# DOCUMENT
— Start —

# Can i legally contact clients from my previous employment?



## RedStix (9 Apr 2007)

Hi there

Just looking for some advice.

I have recently finished working for a company that i was employed with for the last eight years. I gave them the due six weeks notice and I left to start up my own business in the same sector. 

The thing is, is that when I left, I was told by my employer that there would be legal implications for me if i contacted any of my previous clients offering my services. I can't see how this could be so, because for the first four years of my employment I had a contract each year with my previous employer. Its quite a small company with few formalities and they never renewed my contract for the last four years I was working there. 

I would like to contact some of my previous clients for a few reasons. Firstly because obviously from a business perspective it makes sense for me financially to have some clients while establishing my business. Secondly I have a great relationship with these clients from dealing with them for so long I would like to continue looking after their business as well as I would be most familiar with their files.

Is it just empty threats when my previous employer says that there will be legal implications if i contact these clients?

A couple have rang me on my mobile to see where I am because my previous employers are telling them that due to unforeseen circumstances, I have had to take an immediate career break.

Any advise would be appreciated.

Thanks GED


----------



## pat127 (9 Apr 2007)

GED said:


> Hi there
> 
> Just looking for some advise. I have recently finished working for a company that i was employed with for the last eight years. I gave them the due 6 weeks notice and I left to start up my own business in the same sector.
> 
> The thing is, is that when i left, i was told by my employer that there would be legal implications for me if i contacted any of my previous clients offering my services. I can't see how this could be so, because for the first four years of my employment i had a contract each year with my previous employer. Its quite a small company with few formalities and they never renewed my contract for the last four years i was working there.



AFAIK Once you have been retained for more than 4 years you are considered to be on an open-ended contract. See 

http://www.citizensinformation.ie/c...ose-contracts/?searchterm=fixed-term contract

That suggests to me that your final contract may remain in force. If there were terms in it addressing working for customers then under Contract Law they could be enforceable. (Whether or not your previous employer will do so is another matter altogether and you may find it difficult to get a definitive answer on it).

You will also also note in

http://www.citizensinformation.ie/c...ontracts-of-employment/contract_of_employment 

the following:-

"In recent times, some employers are adding in specific provisions in contracts of employment that limit the ability of employees to work in a certain sector, with certain suppliers, clients, for a period following termination of employment. (For example, it may specifically state that the employee cannot work in a certain sector, with or for suppliers or clients of the former employer, etc.). There is nothing in employment law in Ireland that strictly forbids this, but there is no provision in employment law that allows this either.

— End —

# CHALLENGES
[1] In the forum thread about contacting former clients, how much notice did the poster give before leaving the company?
[2] Carry the forum thread about contacting former clients on from its last sentence.

# STORED ROWS
— Start —

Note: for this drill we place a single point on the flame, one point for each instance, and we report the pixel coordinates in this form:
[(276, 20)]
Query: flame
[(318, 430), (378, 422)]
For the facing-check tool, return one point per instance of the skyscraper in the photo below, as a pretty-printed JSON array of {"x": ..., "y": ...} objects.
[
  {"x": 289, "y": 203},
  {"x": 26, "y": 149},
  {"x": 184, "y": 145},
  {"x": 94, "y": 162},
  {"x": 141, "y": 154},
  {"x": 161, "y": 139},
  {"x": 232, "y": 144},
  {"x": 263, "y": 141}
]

— End —

# TASK ANSWERS
[1] Six weeks.

[2]
Essentially, this is an issue of contract law - that is, the contract of employment signed and agreed between the employer and employee. If you have any concerns about this issue, you are strongly advised to seek legal advice from a competent legal professional in advance of signing this contract. However, even if the contract is signed, you are always free to seek such legal advice."

Start by consulting the Employment Rights Information Unit and if necessary seek legal advice as recommended above.


----------



## simplyjoe (9 Apr 2007)

Nice reward for the employer after giving you work for 8 years! If I were your prospective clients I would question whether you would look after their affairs or your own.


----------



## monkeyboy (9 Apr 2007)

simplyjoe said:


> Nice reward for the employer after giving you work for 8 years! If I were your prospective clients I would question whether you would look after their affairs or your own.



Thats a bit rich, I dont think anyone looks at the last 8 years as being privelaged to work for any given employer!
ore the other way round IM sure the employer should have been quite thankful to retain an employee for such a period.

It is a free market and competition is helathy and what our economy requires to continue.....

However many contracts these days have a non competition clause and the OP must check this specifically and get legal advice before proceeding I would advise......


----------



## simplyjoe (9 Apr 2007)

It is when the OP is using contacts generated by and information held by his/her previous employer. Try building a business with all the risks associated. Try training someone for years and then see them set up business in competition to you taking the clients that they have possibly courted for a number of years. Loyalty must be a factor somewhere. If the OP has done this to his/her employer then it is possible that he/she will do this to his/her clients also. Beware clients!. If he/she wants to set up on his/her own - good luck. I dont feel it is right to attack his/her previous employer using confidential information obtained in that employment.


----------



## jhegarty (9 Apr 2007)

simplyjoe said:


> Nice reward for the employer after giving you work for 8 years! If I were your prospective clients I would question whether you would look after their affairs or your own.



Nice to see some people still miss indentured servitude....


----------



## ubiquitous (9 Apr 2007)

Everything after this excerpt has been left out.